- Task description
Rewrite each item below with "evidence" replaced by "proof" wherever it occurs. Keep all other text and every number unchanged.

◇ ◇ ◇

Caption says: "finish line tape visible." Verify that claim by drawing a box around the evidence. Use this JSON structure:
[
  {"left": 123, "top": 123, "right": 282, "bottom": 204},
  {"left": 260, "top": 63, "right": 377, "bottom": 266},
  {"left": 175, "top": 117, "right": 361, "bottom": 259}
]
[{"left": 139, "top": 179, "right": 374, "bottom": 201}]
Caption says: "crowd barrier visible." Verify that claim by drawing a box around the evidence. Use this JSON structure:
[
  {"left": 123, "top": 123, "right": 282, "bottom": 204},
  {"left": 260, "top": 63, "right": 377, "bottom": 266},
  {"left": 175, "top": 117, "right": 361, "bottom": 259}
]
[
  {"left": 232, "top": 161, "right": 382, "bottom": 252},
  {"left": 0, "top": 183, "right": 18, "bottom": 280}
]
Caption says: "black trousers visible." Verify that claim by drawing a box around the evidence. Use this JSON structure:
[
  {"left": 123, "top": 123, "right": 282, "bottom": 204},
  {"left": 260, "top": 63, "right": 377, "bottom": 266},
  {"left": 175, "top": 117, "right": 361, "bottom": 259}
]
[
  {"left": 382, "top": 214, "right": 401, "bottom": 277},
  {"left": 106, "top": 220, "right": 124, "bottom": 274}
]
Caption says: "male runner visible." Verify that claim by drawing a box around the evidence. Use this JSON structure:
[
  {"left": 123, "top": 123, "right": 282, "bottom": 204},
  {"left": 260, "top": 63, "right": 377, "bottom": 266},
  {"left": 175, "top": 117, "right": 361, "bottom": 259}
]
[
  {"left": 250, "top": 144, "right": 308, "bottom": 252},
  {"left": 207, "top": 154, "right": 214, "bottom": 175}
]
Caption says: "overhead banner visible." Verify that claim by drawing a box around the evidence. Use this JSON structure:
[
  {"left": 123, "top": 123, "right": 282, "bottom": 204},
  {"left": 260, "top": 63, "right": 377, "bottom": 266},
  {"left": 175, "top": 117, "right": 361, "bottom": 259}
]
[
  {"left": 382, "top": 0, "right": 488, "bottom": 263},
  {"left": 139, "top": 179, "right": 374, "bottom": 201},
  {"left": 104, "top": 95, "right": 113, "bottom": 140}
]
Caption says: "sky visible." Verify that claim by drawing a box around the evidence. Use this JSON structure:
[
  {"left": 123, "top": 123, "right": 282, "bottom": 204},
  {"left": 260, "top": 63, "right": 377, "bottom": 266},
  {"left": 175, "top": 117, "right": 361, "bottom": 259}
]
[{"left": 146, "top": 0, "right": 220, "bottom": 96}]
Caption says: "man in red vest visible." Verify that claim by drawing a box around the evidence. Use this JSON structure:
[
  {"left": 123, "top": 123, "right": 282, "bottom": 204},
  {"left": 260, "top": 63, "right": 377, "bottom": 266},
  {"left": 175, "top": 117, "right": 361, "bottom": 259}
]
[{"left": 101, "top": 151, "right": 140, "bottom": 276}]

◇ ◇ ◇

- Response for this exercise
Caption says: "finish line tape visible." Verify that claim by drawing a box around the proof. Use this JSON structure:
[
  {"left": 123, "top": 123, "right": 282, "bottom": 204},
  {"left": 260, "top": 63, "right": 377, "bottom": 266},
  {"left": 175, "top": 117, "right": 361, "bottom": 259}
]
[{"left": 139, "top": 179, "right": 374, "bottom": 201}]
Caption says: "crowd barrier visible." Verify that claim by drawing a box around the proof. Use this JSON structure:
[
  {"left": 123, "top": 123, "right": 282, "bottom": 204},
  {"left": 260, "top": 63, "right": 377, "bottom": 266},
  {"left": 175, "top": 117, "right": 361, "bottom": 259}
]
[
  {"left": 232, "top": 161, "right": 382, "bottom": 252},
  {"left": 0, "top": 183, "right": 18, "bottom": 280}
]
Caption says: "black trousers visible." Verify that claim by drawing a box around the proof. Use this JSON structure:
[
  {"left": 123, "top": 123, "right": 282, "bottom": 204},
  {"left": 260, "top": 63, "right": 377, "bottom": 266},
  {"left": 175, "top": 117, "right": 361, "bottom": 259}
]
[
  {"left": 382, "top": 214, "right": 401, "bottom": 277},
  {"left": 106, "top": 220, "right": 124, "bottom": 274}
]
Caption says: "male runner visible." Verify that claim by drawing a box around the proof. Use this JSON structure:
[
  {"left": 123, "top": 123, "right": 282, "bottom": 204},
  {"left": 260, "top": 63, "right": 377, "bottom": 266},
  {"left": 175, "top": 117, "right": 361, "bottom": 259}
]
[
  {"left": 250, "top": 144, "right": 308, "bottom": 252},
  {"left": 207, "top": 154, "right": 214, "bottom": 175}
]
Caption says: "overhead banner visible." Verify that claim by drawing a box around the proof. Use this JSON structure:
[
  {"left": 123, "top": 123, "right": 282, "bottom": 204},
  {"left": 260, "top": 63, "right": 377, "bottom": 266},
  {"left": 175, "top": 117, "right": 361, "bottom": 259}
]
[
  {"left": 382, "top": 0, "right": 488, "bottom": 263},
  {"left": 139, "top": 179, "right": 374, "bottom": 201},
  {"left": 104, "top": 95, "right": 113, "bottom": 140}
]
Caption says: "sky visible." Verify that claim by drawing a box around the proof. Use this JSON structure:
[
  {"left": 123, "top": 123, "right": 282, "bottom": 204},
  {"left": 260, "top": 63, "right": 377, "bottom": 266},
  {"left": 175, "top": 117, "right": 361, "bottom": 259}
]
[{"left": 146, "top": 0, "right": 220, "bottom": 96}]
Caption says: "man in red vest visible." Verify that claim by drawing a box around the proof. Use this JSON structure:
[
  {"left": 123, "top": 123, "right": 282, "bottom": 204},
  {"left": 260, "top": 63, "right": 377, "bottom": 266},
  {"left": 175, "top": 117, "right": 361, "bottom": 259}
]
[{"left": 101, "top": 151, "right": 140, "bottom": 276}]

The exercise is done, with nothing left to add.